#### [Question brève A]
Répondez à ces questions à partir du passage sur Chavouot :
(i) Combien de jours compte le décompte du Omer ?
(ii) Que signifie en hébreu le nom de la fête de Chavouot ?
(iii) Avec la récolte de quelle céréale la période de récolte se terminait-elle à Chavouot ?
#### [Question brève B]
Recopiez le passage sur Chavouot en commençant à « La principale signification » et en finissant à « selon la tradition. ».

#### [Extrait]
━━━━━━━━━━━━━━━━━━━━

Origines de la fête

 

Chavouot ou Shavouot est une fête religieuse juive célébrée le 6 (et le 7 pour les Juifs vivant en dehors de la Terre d'Israël) du mois juif de Sivan (Avril/Mai/Juin).

Avec Souccot et Pessa'h, Chavouot est l'une des Trois Fêtes de pèlerinage marquant l'année juive. Chavouot est également le terme d'un jubilé, à la fin du décompte des 49 jours du Omer à partir du second soir de Pessa'h.

 

 

Dénominations et signification de la fête

 

Le nom de la fête de Chavouot vient de l'hébreu qui signifie semaines, car elle a lieu sept semaines après Pessa'h. Elle est ainsi souvent connue sous le nom de "fête des semaines" ou encore de « pentecôte » juive. En effet, le terme de racine grecque, "pentecôte", correspond aux 50 jours de Pessa'h à Chavouot.

 

Les trois fêtes de Pessa'h, Chavouot et Souccot sont appelées Atseret (assemblée solennelle) car elles étaient historiquement les trois occasions annuelles de pèlerinages au Temple de Jérusalem à l'époque de son existence. Pessa'h étant symboliquement la "fête des semences", Chavouot est appelée "fête des prémices", car les premiers fruits de la récolte étaient alors offerts au Temple à cette date.

 

Ces dénominations sont issues du texte de la Bible hébraïque :

 

le nom de Hag ha-Katsir (fête de la récolte) provient du livre de l'Exode xxiii. 16 ;

le nom de Hag Chavouot (fête des semaines) apparaît dans les livres de l'Exode xxxiv. 22 et du Deutéronome xvi. 10 ;

le nom de Yom ha-Bikkourim (fête des prémices) est mentionné dans le livre des Nombres xxviii. 26.

La principale signification de la fête reste la célébration du don de la Torah au peuple d'Israël, choisi parmi les peuples pour la recevoir, selon la tradition.

 

Relation à l'agriculture

 

Dans l'Ancien Israël, la récolte du nouveau grain durait sept semaines et était une période joyeuse (Jer. 5:24; Deut. 16:9; Is. 9:3).

Elle commençait avec la récolte de l'orge au cours de la Pâque et terminait avec celle du froment à Chavouot. Cette fête avait donc le statut d'un festival de fermeture de la récolte du grain, tout comme le huitième jour de Souccot (Fête des Cabanes) clôt celle des fruits.

Selon Ex. 34:18-26, Chavouot est le second des trois festivals à célébrer au sanctuaire. Les Israélites sont tenus d'y apporter les prémices de la récolte du froment, les "prémices de ton labeur que tu as cultivé dans ton champ"." Il ne s'agit pas d'offrandes prescrites pour la communauté, "mais avec un tribut d'une offrande de ta main en toute liberté... tu réjouiras le Seigneur ton Dieu, toi et ton fils, et ta fille,[...] le Lévite qui réside dans tes portes, l'étranger, l'orphelin et la veuve" (d'après Deut. 16:9-12).

━━━━━━━━━━━━━━━━━━━━

Données d'annotation pour la segmentation
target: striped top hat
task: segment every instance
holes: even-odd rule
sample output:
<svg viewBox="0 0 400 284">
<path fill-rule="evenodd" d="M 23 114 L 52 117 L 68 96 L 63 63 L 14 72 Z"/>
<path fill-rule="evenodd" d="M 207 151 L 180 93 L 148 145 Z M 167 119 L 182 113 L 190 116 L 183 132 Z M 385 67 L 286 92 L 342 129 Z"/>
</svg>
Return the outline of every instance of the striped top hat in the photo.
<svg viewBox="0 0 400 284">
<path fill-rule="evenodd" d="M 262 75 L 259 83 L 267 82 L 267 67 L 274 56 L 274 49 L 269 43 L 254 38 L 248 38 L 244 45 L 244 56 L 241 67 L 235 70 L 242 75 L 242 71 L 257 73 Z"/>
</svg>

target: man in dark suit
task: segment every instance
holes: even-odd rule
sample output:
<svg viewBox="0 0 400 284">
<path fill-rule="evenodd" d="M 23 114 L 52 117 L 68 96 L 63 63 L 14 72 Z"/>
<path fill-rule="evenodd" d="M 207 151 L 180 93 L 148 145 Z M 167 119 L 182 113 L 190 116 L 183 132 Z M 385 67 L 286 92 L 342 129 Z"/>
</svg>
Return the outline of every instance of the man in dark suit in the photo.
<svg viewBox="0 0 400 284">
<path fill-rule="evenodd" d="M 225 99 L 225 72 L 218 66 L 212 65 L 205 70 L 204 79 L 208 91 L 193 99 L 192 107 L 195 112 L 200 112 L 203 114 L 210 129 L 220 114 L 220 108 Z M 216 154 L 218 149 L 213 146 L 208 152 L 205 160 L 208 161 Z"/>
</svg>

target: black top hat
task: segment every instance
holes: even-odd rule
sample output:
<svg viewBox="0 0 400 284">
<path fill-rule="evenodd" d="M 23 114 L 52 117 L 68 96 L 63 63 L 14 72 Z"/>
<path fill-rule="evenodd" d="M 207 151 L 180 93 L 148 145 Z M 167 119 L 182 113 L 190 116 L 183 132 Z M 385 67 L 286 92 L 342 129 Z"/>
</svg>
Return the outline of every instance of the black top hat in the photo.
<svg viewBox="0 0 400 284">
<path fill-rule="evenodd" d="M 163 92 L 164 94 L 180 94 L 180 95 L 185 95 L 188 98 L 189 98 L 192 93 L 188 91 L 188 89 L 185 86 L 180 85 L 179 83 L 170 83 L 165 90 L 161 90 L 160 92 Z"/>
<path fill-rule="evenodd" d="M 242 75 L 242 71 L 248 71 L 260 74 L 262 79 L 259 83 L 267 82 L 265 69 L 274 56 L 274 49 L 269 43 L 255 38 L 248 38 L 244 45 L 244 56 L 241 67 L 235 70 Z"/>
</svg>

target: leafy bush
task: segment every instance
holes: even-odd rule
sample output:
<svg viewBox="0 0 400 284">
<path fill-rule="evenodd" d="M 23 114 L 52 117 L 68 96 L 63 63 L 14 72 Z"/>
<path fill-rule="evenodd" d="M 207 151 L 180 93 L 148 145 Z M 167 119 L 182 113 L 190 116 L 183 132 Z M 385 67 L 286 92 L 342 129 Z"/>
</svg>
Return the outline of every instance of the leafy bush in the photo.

━━━━━━━━━━━━━━━━━━━━

#### [Réponse complète A]
(i) Le décompte du Omer compte 49 jours.
(ii) Le nom de la fête signifie « semaines » en hébreu.
(iii) La période de récolte se terminait avec la récolte du froment.

#### [Réponse complète B]
La principale signification de la fête reste la célébration du don de la Torah au peuple d'Israël, choisi parmi les peuples pour la recevoir, selon la tradition.